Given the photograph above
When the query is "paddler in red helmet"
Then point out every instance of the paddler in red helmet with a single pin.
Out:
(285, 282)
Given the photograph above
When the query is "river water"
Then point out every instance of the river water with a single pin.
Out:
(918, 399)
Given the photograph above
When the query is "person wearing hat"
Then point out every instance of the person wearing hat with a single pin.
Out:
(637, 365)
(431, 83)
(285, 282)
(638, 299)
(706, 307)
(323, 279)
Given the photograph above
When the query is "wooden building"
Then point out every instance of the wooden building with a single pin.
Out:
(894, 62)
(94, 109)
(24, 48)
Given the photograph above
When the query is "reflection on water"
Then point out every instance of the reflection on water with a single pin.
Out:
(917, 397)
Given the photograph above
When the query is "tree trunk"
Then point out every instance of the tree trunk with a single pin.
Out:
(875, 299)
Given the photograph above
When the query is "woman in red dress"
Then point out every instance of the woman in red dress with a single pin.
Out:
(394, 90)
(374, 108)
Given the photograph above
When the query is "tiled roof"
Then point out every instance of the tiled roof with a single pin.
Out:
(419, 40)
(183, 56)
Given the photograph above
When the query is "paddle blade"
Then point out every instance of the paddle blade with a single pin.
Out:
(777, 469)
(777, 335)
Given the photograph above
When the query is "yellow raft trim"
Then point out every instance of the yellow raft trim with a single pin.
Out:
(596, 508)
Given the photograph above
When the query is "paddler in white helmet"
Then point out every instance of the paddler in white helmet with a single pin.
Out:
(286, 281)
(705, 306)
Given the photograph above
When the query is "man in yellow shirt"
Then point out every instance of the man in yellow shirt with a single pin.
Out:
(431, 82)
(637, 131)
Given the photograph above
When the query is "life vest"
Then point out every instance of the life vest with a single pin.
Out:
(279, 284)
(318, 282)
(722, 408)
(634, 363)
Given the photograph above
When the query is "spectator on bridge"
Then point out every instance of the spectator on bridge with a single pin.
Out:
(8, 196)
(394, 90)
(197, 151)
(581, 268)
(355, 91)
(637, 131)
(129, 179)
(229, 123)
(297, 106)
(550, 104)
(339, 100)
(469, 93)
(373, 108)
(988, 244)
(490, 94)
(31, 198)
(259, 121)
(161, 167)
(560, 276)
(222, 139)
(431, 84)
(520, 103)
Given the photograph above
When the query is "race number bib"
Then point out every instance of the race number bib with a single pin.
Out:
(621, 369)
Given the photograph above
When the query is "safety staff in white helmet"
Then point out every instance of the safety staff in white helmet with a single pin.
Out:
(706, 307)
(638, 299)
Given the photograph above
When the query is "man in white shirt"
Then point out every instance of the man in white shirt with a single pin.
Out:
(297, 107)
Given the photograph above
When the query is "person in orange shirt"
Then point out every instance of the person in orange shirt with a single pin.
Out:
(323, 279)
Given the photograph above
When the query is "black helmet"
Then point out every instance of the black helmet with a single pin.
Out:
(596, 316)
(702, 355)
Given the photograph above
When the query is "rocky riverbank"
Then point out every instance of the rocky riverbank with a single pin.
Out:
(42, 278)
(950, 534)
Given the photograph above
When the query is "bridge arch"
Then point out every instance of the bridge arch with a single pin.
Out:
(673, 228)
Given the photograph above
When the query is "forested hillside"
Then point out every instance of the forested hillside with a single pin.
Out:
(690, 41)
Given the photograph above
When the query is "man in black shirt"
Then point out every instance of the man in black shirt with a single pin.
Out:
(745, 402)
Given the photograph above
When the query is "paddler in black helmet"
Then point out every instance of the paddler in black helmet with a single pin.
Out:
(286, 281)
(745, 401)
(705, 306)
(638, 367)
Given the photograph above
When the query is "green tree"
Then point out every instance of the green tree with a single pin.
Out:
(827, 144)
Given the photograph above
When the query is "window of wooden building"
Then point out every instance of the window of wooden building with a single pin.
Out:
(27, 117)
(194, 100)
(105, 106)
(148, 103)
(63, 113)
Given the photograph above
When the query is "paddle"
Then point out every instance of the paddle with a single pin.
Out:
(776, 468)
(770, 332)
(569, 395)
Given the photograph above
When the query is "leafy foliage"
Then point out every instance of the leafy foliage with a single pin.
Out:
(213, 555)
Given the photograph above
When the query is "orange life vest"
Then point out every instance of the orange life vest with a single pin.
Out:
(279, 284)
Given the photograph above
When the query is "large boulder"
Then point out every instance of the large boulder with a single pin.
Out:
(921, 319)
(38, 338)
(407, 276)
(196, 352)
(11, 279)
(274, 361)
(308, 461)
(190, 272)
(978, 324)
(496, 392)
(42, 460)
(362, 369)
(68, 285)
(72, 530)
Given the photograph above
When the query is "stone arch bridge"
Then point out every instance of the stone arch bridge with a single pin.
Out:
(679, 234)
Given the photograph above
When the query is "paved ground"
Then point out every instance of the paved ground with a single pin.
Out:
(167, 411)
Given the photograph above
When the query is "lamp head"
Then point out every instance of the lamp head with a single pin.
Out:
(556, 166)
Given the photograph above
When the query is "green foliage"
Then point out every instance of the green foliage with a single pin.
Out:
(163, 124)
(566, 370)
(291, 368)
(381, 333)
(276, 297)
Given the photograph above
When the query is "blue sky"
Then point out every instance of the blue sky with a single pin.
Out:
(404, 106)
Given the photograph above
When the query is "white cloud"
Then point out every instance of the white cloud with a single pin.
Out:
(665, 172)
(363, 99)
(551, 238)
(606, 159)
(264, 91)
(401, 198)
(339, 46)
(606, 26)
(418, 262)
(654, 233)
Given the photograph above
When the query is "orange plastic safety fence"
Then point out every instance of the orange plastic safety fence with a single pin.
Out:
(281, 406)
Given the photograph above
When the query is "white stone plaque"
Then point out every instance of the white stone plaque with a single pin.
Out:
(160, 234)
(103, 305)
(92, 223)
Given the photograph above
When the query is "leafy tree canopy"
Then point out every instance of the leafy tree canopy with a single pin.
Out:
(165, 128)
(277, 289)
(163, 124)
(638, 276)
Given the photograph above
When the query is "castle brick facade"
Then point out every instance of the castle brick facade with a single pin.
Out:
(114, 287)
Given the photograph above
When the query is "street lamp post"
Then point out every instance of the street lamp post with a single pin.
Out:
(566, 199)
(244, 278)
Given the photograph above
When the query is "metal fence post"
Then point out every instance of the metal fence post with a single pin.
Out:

■ What this task involves
Return every line in the records above that contains the word "race".

■ Solution
When the query is "race number bib"
Then point out every instance of the race number bib with a single pin.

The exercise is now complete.